DATA RECORDS Block Start
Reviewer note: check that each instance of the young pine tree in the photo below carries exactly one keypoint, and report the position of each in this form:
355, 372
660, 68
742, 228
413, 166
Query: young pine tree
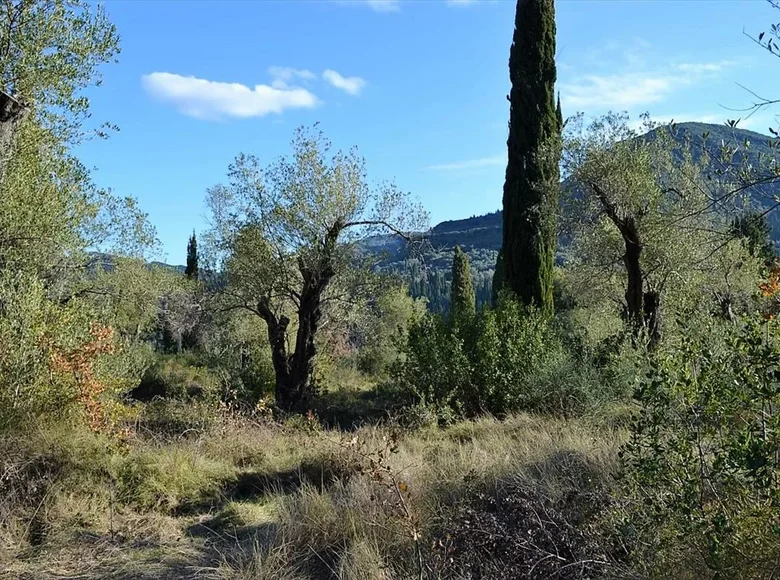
532, 179
191, 271
462, 296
DATA RECORDS Block End
▶ **INSTRUCTIONS FOR THE TASK**
Retype the data above in full, exactly as it stands, and skip any image.

▶ **WRITTEN RESPONSE**
Reviewer note: check that each instance of the young pine tree in the photo below carries exactly one keypoint, and report the position of each in this form:
355, 372
660, 68
742, 228
413, 166
Query: young pine tree
532, 179
191, 271
462, 296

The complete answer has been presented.